-- The request --
Substitute "pixel positions" for "pixel coordinates" throughout the records below and write them out again, leaving everything else unchanged.

········

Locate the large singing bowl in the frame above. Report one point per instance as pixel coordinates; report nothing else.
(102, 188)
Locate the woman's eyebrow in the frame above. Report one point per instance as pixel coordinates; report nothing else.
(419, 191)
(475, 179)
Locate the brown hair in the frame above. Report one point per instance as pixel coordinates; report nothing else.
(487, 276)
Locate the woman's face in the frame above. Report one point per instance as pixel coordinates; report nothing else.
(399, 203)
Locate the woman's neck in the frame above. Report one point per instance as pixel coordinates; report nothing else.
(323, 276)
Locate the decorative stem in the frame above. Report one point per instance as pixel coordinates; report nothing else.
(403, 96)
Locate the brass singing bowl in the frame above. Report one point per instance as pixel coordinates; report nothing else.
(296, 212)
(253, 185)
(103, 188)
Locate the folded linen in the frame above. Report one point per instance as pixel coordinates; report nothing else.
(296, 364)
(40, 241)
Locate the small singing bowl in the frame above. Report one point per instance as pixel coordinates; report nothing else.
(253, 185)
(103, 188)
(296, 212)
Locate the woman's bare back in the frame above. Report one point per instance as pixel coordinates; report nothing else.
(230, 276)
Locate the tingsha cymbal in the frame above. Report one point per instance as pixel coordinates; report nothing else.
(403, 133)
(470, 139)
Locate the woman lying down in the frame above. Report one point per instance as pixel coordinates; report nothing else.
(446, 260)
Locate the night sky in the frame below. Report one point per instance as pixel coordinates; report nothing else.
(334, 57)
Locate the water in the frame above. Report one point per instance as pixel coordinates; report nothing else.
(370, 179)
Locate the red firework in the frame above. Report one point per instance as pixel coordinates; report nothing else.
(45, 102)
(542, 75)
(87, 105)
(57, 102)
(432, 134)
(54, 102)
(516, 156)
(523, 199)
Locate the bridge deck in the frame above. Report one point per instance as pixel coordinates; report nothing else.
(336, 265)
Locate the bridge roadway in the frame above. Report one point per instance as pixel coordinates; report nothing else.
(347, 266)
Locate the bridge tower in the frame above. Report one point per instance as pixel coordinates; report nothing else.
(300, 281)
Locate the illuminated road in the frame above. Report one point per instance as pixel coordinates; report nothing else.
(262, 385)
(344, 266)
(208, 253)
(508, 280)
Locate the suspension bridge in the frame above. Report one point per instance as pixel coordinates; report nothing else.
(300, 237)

········

-- Solution to the problem --
Locate the large singing bowl in the frame above. Report one point per instance as pixel positions; report nothing else.
(102, 188)
Locate the woman's eyebrow in the frame above. Report one point per instance as pixel positions; report nothing else.
(419, 191)
(475, 179)
Locate the brown hair in the frame above. Report one point per instance as pixel positions; report nothing else.
(487, 276)
Locate the woman's face in the frame above. Report one point per instance as pixel positions; report nothing else.
(399, 203)
Locate the woman's neck in the frame above. Report one point per instance as pixel positions; report nothing else.
(323, 276)
Locate the decorative stem in the frame above. Report one point per instance as pixel positions; report nothing else.
(403, 96)
Locate the brass singing bowl in the frame above. Report one point per instance as pixel positions; report nothing else.
(296, 212)
(253, 185)
(103, 188)
Locate the folded linen in the frame above. Report one point per instance as pixel positions; report nothing else.
(296, 364)
(40, 241)
Locate the small singing bowl in the frame above. Report one point per instance as pixel positions; report nothing else.
(253, 185)
(103, 188)
(296, 212)
Locate the woman's bare back in the frame above. Report one point per instance as pixel positions; report nothing else.
(230, 276)
Locate the tingsha cymbal in the frame above. Report one point per instance as pixel positions; report nothing else.
(403, 133)
(470, 139)
Locate the woman lying down in the frame above. Report one point per instance as pixel positions; report nothing else.
(446, 260)
Locate the night sky in the frame below. Report one point per instance as pixel positions; report nothing else.
(334, 57)
Locate the water in the frame above. Report one point per instance as pixel positions; report nothing else.
(370, 179)
Locate the red firework in the frame above. Report one point per instance as pixel positions; report nothing else.
(45, 102)
(542, 75)
(87, 105)
(57, 102)
(432, 134)
(54, 102)
(516, 156)
(523, 199)
Locate the bridge deck in the frame above. Report one point per instance as pixel positions; report nothing else.
(336, 265)
Locate the bridge roadway in the frame above. Report one point per instance as pixel positions; report nothing else.
(347, 266)
Locate the bridge tower in the frame above. Report one point per instance as pixel positions; report nothing else.
(300, 281)
Locate the illuminated road in the frame above. Report one point per instance as pixel positions; report nothing else.
(262, 385)
(344, 266)
(208, 253)
(508, 280)
Locate the suspension bridge in the frame above. Report one point per instance as pixel positions; report nothing else.
(300, 237)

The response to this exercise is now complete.